Reproduce the listing that follows so that each line matches the original exactly.

━━━━━━

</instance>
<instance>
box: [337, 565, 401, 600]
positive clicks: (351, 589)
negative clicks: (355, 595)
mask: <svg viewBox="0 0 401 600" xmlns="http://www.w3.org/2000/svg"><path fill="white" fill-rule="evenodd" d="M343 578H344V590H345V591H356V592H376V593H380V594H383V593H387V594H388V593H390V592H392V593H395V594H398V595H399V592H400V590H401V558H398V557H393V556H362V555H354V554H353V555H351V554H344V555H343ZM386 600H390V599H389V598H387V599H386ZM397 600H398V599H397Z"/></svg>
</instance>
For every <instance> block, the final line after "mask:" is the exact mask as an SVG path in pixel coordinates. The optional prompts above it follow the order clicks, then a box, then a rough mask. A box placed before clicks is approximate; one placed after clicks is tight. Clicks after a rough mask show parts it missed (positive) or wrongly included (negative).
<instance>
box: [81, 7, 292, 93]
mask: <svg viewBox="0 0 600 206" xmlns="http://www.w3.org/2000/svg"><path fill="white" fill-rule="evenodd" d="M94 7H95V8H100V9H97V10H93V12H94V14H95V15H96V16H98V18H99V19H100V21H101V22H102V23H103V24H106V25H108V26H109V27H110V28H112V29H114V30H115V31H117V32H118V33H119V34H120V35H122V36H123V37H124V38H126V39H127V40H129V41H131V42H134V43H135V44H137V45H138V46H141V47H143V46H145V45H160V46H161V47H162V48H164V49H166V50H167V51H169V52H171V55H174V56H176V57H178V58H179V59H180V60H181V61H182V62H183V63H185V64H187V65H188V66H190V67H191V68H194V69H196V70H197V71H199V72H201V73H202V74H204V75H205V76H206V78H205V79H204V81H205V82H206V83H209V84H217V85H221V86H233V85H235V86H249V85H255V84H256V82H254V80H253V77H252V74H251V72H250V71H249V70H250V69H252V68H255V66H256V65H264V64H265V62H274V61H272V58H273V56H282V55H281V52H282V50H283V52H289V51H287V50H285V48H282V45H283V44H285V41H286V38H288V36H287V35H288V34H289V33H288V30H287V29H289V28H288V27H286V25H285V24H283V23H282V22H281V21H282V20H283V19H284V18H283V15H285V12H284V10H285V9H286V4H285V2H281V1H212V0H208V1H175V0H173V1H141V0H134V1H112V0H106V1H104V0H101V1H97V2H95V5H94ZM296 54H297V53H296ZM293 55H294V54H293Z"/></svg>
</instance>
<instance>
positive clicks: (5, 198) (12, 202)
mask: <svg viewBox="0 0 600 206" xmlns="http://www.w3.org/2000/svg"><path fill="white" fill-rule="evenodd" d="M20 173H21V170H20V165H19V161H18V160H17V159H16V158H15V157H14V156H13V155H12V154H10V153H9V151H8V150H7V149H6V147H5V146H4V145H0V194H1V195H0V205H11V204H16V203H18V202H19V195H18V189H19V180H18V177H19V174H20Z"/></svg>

━━━━━━

Answer to this exercise:
</instance>
<instance>
box: [337, 565, 401, 600]
positive clicks: (351, 589)
negative clicks: (355, 595)
mask: <svg viewBox="0 0 401 600" xmlns="http://www.w3.org/2000/svg"><path fill="white" fill-rule="evenodd" d="M343 578H344V590H345V591H356V592H376V593H380V594H383V593H387V594H388V593H390V592H392V593H395V594H398V595H399V592H400V590H401V558H398V557H393V556H362V555H354V554H353V555H351V554H344V555H343ZM386 600H390V599H389V598H387V599H386ZM397 600H398V599H397Z"/></svg>
</instance>
For every <instance> block, the final line after "mask:" is the exact mask as an SVG path in pixel coordinates. The optional prompts above it follow the order clicks, then a box, then a rough mask. A box placed before clicks is approximate; one placed after clicks is tight. Clicks after a rough mask show parts it missed (positive) or wrongly included (negative).
<instance>
box: [81, 7, 292, 93]
mask: <svg viewBox="0 0 600 206" xmlns="http://www.w3.org/2000/svg"><path fill="white" fill-rule="evenodd" d="M94 7H95V8H100V9H97V10H93V12H94V14H95V15H96V16H98V18H99V19H100V21H101V22H102V23H103V24H106V25H108V26H109V27H110V28H112V29H114V30H115V31H117V32H118V33H119V34H120V35H122V36H123V37H124V38H126V39H127V40H129V41H131V42H134V43H135V44H137V45H138V46H141V47H143V46H145V45H160V46H161V47H162V48H164V49H166V50H167V51H169V52H171V55H174V56H176V57H178V58H179V59H180V60H181V61H182V62H183V63H185V64H187V65H188V66H190V67H191V68H194V69H196V70H197V71H199V72H201V73H202V74H204V75H205V76H206V78H205V79H204V81H205V82H206V83H209V84H217V85H221V86H233V85H235V86H249V85H255V84H256V82H254V80H253V77H252V74H251V72H250V71H249V70H250V69H252V68H255V66H256V65H264V64H265V62H274V61H272V58H273V56H282V55H281V52H282V50H283V52H289V51H287V50H285V48H282V45H283V44H285V41H286V38H288V36H287V35H288V34H289V33H288V30H287V29H289V28H288V27H286V25H285V24H283V23H282V22H281V21H282V20H283V19H284V18H283V15H285V12H284V10H285V9H286V4H285V2H281V1H212V0H208V1H175V0H173V1H141V0H134V1H112V0H106V1H104V0H101V1H97V2H95V5H94ZM296 54H297V53H296ZM293 55H294V54H293Z"/></svg>
</instance>
<instance>
positive clicks: (5, 198) (12, 202)
mask: <svg viewBox="0 0 600 206" xmlns="http://www.w3.org/2000/svg"><path fill="white" fill-rule="evenodd" d="M20 173H21V170H20V165H19V161H18V160H17V159H16V158H15V157H14V156H13V155H12V154H10V153H9V151H8V150H7V149H6V147H5V146H4V145H0V194H1V195H0V205H11V204H16V203H18V202H19V195H18V189H19V180H18V177H19V174H20Z"/></svg>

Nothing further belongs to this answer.